■ **ACTION ITEM**: Copy each line of the data below with the word "positive".

■ **PROVIDED DATA**:
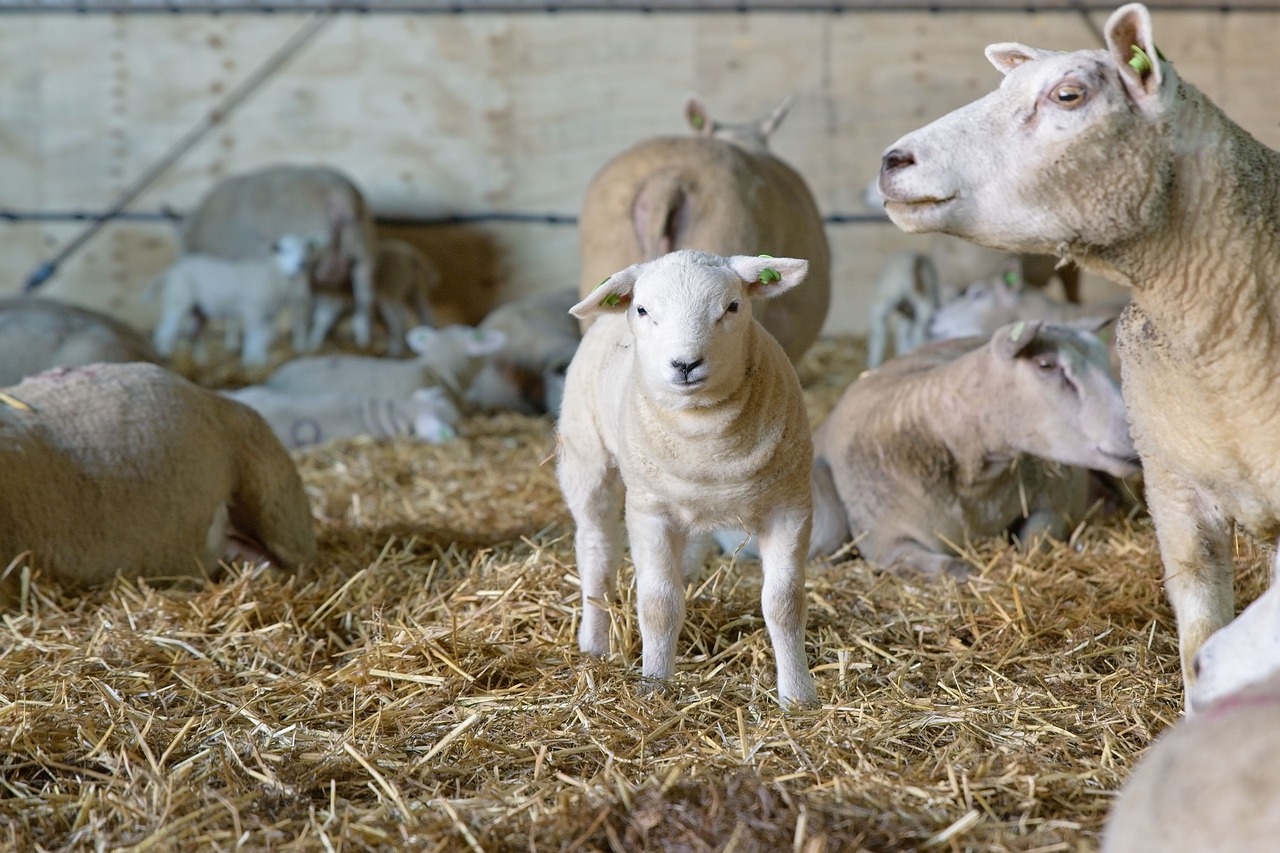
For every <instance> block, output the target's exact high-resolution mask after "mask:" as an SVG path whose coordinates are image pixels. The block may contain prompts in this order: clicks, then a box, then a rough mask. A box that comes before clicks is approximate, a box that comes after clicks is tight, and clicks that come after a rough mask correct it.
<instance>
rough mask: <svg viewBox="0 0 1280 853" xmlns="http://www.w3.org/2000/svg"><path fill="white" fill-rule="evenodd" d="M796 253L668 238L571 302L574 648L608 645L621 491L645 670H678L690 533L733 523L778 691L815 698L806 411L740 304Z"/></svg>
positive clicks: (613, 593) (563, 476)
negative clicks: (685, 248) (763, 610)
mask: <svg viewBox="0 0 1280 853" xmlns="http://www.w3.org/2000/svg"><path fill="white" fill-rule="evenodd" d="M806 266H808V265H806V263H805V261H803V260H792V259H781V257H778V259H773V257H749V256H733V257H727V259H726V257H721V256H717V255H712V254H708V252H699V251H687V250H686V251H677V252H672V254H669V255H664V256H662V257H659V259H657V260H654V261H649V263H644V264H636V265H632V266H628V268H626V269H623V270H622V272H620V273H616V274H613V275H611V277H609V278H608V279H605V280H604V282H603V283H602V284H600V286H599V287H598V288H596V289H595V291H593V292H591V295H590V296H589V297H588V298H586V300H584V301H581V302H579V304H577V305H576V306H573V310H572V313H573V315H575V316H579V318H586V316H598V320H596V323H594V324H593V325H591V328H590V329H589V330H588V333H586V336H585V337H584V339H582V343H581V346H580V347H579V351H577V355H576V356H575V357H573V361H572V364H571V365H570V369H568V375H567V378H566V384H564V401H563V406H562V409H561V418H559V464H558V467H557V474H558V478H559V483H561V489H562V491H563V493H564V500H566V502H567V503H568V507H570V511H571V512H572V514H573V520H575V521H576V523H577V532H576V535H575V546H576V552H577V564H579V575H580V576H581V579H582V621H581V628H580V630H579V646H580V647H581V649H582V651H584V652H588V653H591V654H607V653H608V651H609V615H608V611H607V610H605V607H607V606H608V602H609V601H611V599H612V598H613V594H614V587H616V578H617V570H618V564H620V561H621V557H622V524H621V521H622V517H623V503H625V510H626V511H625V516H626V530H627V535H628V538H630V542H631V555H632V558H634V562H635V566H636V589H637V610H639V616H640V633H641V639H643V674H644V676H645V679H650V680H662V679H667V678H669V676H671V675H672V672H673V670H675V653H676V648H675V647H676V640H677V638H678V635H680V626H681V624H682V622H684V616H685V597H684V589H682V584H681V556H682V553H684V551H685V546H686V543H687V540H689V538H690V535H696V534H703V533H708V532H710V530H714V529H718V528H724V526H742V528H746V529H748V530H750V532H754V533H758V534H759V538H760V543H762V551H763V562H764V590H763V610H764V621H765V625H767V626H768V630H769V637H771V639H772V642H773V649H774V656H776V658H777V670H778V695H780V698H781V701H782V702H783V703H791V702H803V703H808V702H812V701H814V699H815V695H817V694H815V689H814V683H813V678H812V675H810V674H809V667H808V665H806V661H805V653H804V625H805V594H804V561H805V552H806V549H808V546H809V528H810V516H812V500H810V494H809V466H810V459H812V442H810V435H809V425H808V418H806V415H805V407H804V398H803V396H801V392H800V383H799V380H797V379H796V375H795V370H794V368H792V366H791V364H790V362H788V361H787V357H786V353H785V352H783V351H782V348H781V346H780V345H778V343H777V341H774V339H773V338H772V337H771V336H769V334H768V333H767V332H765V330H764V329H763V327H760V324H759V323H756V321H755V320H754V319H753V316H751V298H753V297H769V296H776V295H778V293H782V292H783V291H787V289H788V288H791V287H794V286H795V284H797V283H799V282H800V280H801V279H803V278H804V274H805V270H806Z"/></svg>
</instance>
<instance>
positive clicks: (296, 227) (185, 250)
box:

■ **ANSWER TO THE EXERCISE**:
positive clicks: (613, 593) (563, 476)
positive clicks: (296, 227) (185, 250)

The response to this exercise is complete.